SOURCE DOCUMENT:
Local political strife
One of the criticisms of the New Detroit committee, an organization founded by Henry Ford II, J.L. Hudson, and Max Fisher while the embers were still cooling, was that it gave credibility to radical black organizations in a misguided attempt to listen to the concerns of the "inner-city Negro" and "the rioters." Moderate black leaders such as Arthur L. Johnson were weakened and intimidated by the new credibility the rebellion gave to black radicals, some of whom favored "a black republic carved out of five southern states" and supported "breaking into gun shops to seize weapons." The Kerner Commission deputy director of field operations in Detroit reported that the most militant organizers in the 12th Street area did not consider it immoral to kill whites.

Adding to the criticism of the New Detroit committee in both the moderate black and white communities was the belief that the wealthy, white industrial leadership were giving voice and money to radical black groups as a sort of "riot insurance." The fear that "the next riot" would not be localized to inner city black neighborhoods but would include the white suburbs was common in the black middle class and white communities. White groups like "Breakthrough" started by city employee Donald Lobsinger, a Parks and Recreation Department employee, wanted to arm whites and keep them in the city because if Detroit "became black" there would be "guerrilla warfare in the suburbs".

Racial and economic shifts

Detroit Councilman Mel Ravitz said the rebellion divided not only the races- since it "deepened the fears of many whites and raised the militancy of many blacks" - but it opened up wide cleavages in the black and white communities as well. Moderate liberals of each race were faced with new political groups that voiced extremist solutions and fueled fears about future violence. Compared to the rosy newspaper stories before July 1967, the London Free Press reported in 1968 that Detroit was a "sick city where fear, rumor, race prejudice and gun-buying have stretched black and white nerves to the verge of snapping." Sidney Fine wrote that if the riot is interpreted as a protest, or a way for black grievances to be heard and addressed, it was partly successful.

The riot markedly increased the pace of Detroit's white residents moving out of the city. From 1967 to 1969, 173,000 white residents left, and from 1967 to 1978, Detroit public schools lost 74% of its white students.

The black community in Detroit received much more attention from federal and state governments after 1967, and although the New Detroit committee ultimately shed its black membership and transformed into the mainstream Detroit Renaissance group, money did flow into black-owned enterprises after the riot. However, the most significant black politician to take power in the shift from a white majority city to a black majority city, Coleman Young, Detroit's first black mayor, wrote in 1994:

In 2010, Thomas Sowell, a conservative and senior fellow at the Hoover Institution wrote in an opinion article for a website created by The Heritage Foundation:

Riot control strategies
Nationally, the rebellion confirmed for the military and the Johnson administration that military occupation of American cities would be necessary. In particular, the uprising confirmed the role of the Army Operations Center as the agent to anticipate and combat domestic guerrilla warfare.

DATASET ENTRIES:
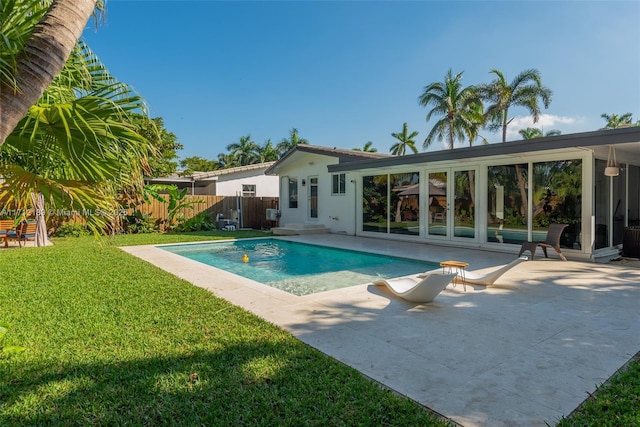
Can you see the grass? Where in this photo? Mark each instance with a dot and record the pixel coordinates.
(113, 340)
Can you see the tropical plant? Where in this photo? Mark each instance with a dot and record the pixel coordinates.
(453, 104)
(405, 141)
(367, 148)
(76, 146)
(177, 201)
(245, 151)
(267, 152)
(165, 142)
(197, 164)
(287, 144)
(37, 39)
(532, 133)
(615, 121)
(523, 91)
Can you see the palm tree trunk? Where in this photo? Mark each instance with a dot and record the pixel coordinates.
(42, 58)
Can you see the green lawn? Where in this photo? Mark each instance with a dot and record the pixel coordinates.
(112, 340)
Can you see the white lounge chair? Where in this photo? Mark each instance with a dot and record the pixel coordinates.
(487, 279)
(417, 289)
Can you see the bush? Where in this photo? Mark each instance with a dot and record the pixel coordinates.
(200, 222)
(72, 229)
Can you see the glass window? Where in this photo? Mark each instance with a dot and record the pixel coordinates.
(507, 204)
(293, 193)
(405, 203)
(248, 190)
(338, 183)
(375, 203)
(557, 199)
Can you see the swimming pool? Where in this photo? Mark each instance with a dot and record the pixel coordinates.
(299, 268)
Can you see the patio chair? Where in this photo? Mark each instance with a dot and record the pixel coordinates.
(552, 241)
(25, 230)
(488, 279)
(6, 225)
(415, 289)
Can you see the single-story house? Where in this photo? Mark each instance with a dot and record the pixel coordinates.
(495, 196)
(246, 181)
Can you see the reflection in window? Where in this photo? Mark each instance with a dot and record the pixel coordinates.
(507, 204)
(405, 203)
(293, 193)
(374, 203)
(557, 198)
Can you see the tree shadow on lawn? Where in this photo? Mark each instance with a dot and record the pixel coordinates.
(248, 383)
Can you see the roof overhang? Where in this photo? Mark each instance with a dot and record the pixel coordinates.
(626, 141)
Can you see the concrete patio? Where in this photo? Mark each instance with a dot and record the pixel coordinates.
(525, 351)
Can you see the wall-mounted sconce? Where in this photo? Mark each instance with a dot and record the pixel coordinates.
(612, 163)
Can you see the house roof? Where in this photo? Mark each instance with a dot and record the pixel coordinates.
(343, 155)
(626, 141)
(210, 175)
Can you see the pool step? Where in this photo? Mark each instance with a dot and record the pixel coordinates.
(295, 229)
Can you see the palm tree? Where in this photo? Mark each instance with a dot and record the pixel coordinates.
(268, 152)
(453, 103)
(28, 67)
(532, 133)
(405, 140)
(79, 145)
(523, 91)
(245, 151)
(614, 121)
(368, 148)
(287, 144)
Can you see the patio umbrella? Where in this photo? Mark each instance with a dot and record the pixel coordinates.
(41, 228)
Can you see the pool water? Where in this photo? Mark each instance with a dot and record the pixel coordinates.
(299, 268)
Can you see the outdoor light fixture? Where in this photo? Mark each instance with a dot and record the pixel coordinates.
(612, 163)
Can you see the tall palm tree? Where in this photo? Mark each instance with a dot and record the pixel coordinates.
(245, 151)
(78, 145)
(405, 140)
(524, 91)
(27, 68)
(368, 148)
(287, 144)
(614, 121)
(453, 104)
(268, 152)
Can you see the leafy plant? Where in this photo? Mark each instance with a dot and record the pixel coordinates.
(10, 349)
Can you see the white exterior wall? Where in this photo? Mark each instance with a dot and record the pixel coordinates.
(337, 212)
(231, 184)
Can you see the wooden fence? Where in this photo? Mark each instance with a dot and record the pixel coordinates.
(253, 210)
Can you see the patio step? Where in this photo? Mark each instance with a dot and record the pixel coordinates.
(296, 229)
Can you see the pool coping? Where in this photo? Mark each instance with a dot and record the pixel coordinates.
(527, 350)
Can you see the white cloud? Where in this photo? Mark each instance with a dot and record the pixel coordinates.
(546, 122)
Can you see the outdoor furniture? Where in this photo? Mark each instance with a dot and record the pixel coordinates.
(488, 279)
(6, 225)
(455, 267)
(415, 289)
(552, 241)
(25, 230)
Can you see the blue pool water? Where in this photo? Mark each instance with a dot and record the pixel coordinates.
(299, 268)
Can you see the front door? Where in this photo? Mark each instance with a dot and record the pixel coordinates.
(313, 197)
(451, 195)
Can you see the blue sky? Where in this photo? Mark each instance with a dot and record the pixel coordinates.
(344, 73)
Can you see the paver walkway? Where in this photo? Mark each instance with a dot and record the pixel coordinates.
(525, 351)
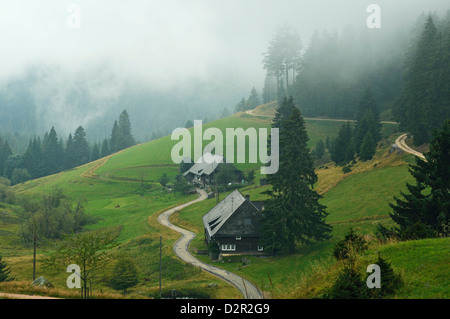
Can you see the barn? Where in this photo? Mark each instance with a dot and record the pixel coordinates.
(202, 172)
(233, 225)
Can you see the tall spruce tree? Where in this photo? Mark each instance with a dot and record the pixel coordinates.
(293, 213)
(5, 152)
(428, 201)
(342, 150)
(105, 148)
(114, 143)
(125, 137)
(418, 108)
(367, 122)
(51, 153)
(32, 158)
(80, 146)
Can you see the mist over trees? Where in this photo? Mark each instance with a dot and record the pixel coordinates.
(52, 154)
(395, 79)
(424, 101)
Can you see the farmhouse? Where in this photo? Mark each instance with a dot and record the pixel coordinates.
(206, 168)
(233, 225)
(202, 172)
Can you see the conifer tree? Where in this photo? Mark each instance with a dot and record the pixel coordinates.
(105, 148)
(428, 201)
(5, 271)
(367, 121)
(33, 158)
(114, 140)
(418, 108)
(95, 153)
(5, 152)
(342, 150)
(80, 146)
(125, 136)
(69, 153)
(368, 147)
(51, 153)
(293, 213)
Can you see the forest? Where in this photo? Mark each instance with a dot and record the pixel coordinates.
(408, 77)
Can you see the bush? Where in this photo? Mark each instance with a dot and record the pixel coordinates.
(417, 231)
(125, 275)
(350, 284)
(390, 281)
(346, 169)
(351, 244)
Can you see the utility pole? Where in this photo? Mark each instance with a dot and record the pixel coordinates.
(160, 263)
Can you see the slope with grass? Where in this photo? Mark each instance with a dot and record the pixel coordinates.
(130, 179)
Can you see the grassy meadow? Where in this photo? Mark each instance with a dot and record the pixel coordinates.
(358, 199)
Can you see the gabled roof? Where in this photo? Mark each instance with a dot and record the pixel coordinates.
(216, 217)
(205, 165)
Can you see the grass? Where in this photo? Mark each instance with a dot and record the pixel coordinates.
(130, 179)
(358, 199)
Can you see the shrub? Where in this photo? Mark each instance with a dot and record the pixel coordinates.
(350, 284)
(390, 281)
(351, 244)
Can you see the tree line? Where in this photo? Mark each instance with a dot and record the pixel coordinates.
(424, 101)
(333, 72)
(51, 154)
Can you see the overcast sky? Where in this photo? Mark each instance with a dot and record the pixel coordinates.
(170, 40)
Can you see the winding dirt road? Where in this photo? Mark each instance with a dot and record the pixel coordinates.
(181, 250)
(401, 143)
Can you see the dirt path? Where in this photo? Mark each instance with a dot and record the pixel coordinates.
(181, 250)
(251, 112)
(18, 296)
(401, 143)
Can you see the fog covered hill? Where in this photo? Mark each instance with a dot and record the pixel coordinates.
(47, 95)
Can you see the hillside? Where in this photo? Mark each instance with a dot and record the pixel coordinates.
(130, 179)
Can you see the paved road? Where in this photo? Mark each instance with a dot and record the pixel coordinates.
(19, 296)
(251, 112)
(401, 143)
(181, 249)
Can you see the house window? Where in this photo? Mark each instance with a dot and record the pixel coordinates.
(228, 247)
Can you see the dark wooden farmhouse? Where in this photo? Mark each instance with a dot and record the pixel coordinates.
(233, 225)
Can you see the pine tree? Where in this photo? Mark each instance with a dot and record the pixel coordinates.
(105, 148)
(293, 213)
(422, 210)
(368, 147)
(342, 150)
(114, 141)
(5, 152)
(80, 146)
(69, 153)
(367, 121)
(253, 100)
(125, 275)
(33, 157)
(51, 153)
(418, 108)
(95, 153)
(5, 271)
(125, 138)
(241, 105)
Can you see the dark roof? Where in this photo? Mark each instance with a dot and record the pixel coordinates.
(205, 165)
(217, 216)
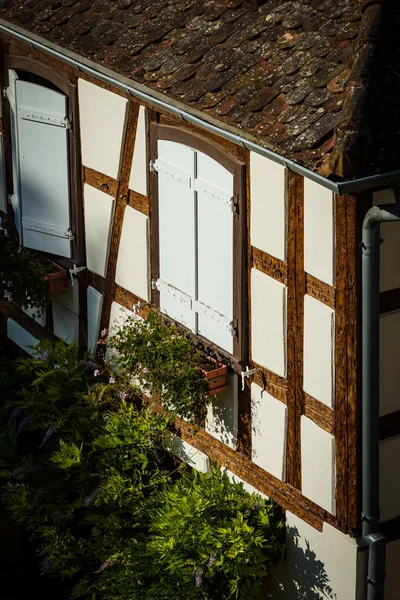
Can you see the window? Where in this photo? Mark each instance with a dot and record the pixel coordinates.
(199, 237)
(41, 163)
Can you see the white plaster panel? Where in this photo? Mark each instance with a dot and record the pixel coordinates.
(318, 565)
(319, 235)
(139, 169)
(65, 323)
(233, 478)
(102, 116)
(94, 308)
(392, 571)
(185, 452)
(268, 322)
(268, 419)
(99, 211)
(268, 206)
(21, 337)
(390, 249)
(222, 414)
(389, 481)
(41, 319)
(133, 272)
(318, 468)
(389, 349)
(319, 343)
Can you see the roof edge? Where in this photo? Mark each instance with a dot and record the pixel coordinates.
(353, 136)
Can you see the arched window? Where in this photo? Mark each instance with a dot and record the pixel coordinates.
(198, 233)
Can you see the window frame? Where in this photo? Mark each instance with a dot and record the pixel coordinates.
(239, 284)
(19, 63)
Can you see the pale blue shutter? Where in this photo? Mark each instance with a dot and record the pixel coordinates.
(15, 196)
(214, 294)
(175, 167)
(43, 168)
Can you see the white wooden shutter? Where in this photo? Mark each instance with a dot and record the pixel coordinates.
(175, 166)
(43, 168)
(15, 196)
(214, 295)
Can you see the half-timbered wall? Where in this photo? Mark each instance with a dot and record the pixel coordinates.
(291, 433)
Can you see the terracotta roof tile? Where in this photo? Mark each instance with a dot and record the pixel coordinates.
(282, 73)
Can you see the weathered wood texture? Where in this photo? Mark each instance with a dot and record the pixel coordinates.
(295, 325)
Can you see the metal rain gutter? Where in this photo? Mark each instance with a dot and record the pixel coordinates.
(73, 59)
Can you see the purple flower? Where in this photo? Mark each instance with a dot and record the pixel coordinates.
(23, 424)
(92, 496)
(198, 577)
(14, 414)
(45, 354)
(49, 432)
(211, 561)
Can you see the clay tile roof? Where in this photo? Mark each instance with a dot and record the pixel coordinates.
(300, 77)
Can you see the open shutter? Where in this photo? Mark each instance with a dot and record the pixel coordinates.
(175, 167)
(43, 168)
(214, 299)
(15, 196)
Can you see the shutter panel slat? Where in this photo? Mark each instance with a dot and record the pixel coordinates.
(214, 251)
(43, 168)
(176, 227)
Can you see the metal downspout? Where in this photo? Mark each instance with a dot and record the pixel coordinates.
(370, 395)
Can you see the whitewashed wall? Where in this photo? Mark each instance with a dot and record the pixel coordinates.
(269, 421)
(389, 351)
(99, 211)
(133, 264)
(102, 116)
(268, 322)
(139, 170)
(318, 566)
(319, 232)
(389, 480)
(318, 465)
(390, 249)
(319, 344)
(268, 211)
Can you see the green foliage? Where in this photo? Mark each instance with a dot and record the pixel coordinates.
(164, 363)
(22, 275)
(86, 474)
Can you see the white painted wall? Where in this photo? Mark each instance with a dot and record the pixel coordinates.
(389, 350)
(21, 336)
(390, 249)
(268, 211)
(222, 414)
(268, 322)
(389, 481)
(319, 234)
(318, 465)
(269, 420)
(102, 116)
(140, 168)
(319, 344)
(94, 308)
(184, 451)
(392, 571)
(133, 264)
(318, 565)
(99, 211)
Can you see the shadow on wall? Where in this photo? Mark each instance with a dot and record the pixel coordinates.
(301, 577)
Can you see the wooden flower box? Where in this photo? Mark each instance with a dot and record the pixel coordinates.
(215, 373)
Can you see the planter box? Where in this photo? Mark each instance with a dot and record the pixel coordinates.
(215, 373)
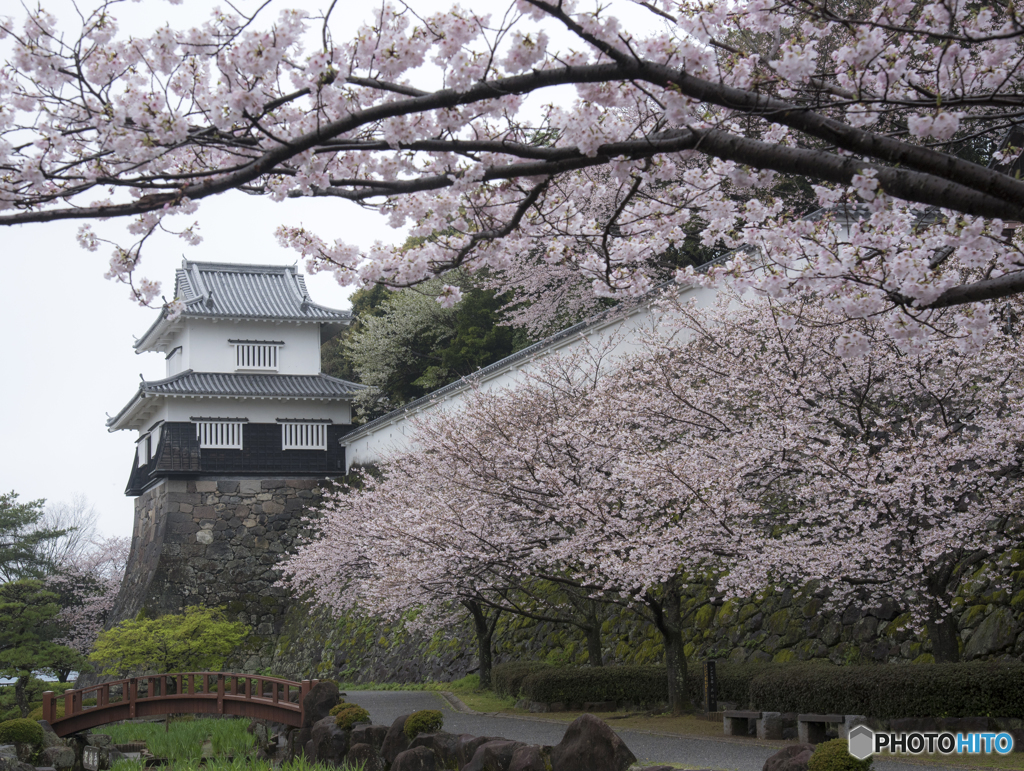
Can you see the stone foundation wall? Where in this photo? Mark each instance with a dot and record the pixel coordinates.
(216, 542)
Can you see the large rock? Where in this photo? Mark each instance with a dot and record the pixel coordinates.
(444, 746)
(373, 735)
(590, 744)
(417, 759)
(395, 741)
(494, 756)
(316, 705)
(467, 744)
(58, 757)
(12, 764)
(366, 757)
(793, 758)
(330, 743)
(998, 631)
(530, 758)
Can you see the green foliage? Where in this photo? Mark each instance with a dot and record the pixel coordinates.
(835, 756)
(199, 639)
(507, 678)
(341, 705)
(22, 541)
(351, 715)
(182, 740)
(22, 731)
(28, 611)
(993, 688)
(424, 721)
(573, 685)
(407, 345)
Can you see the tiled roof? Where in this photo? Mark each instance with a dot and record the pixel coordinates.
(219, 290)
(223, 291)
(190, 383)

TASK INSTRUCTIONS:
[A] Can you condense the paragraph beginning "Adding to the criticism" in the passage on the Detroit riot's aftermath into a short bulleted list that keeps its main facts?
[B] Could you write the next part of the passage on the Detroit riot's aftermath, picking up after its last sentence about the Army Operations Center?

TASK-BY-TASK RESULTS:
[A]
- Moderate black and white residents criticized the New Detroit committee. They believed its wealthy white industrial leaders were giving voice and money to radical black groups as a kind of "riot insurance."
- Many in the black middle class and white communities feared that "the next riot" would spread beyond inner-city black neighborhoods into the white suburbs.
- Breakthrough, a white group started by Parks and Recreation Department employee Donald Lobsinger, wanted to arm whites and keep them in the city. It warned that if Detroit "became black," there would be "guerrilla warfare in the suburbs."

[B]
Minority hiring
State and local governments responded to the rebellion with a dramatic increase in minority hiring.  On August 18, 1967, the State Police department swore in the first black trooper in the fifty-year history of the organization. In May 1968, Detroit Mayor Cavanaugh appointed a Special Task Force on Police Recruitment and Hiring. Thirty five percent of the police hired by Detroit in 1968 were black, and by July 1972, blacks made up 14 percent of the Detroit police, more than double their percentage in 1967. The Michigan government used its reviews of contracts issued by the state to secure an increase in nonwhite employment.  Minority group employment by the contracted companies increased by 21.1 percent.

In the aftermath of the turmoil, the Greater Detroit Board of Commerce launched a campaign to find jobs for ten thousand "previously unemployable" persons, a preponderant number of whom were black.  By Oct 12, 1967, Detroit firms had reportedly hired about five thousand African-Americans since the beginning of the jobs campaign.  According to Professor Sidney Fine, "that figure may be an underestimate."  In a Detroit Free Press survey of residents of the riot areas in the late summer of 1968, 39 percent of the respondents thought that employers had become "more fair" since the rebellion as compared to 14 percent who thought they had become "less fair."

After the riot, in one of the biggest changes, automakers and retailers lowered the entry-level job requirements. A Michigan Bell employment supervisor commented in 1968 that "for years businesses tried to screen people out. Now we are trying to find reasons to screen them in."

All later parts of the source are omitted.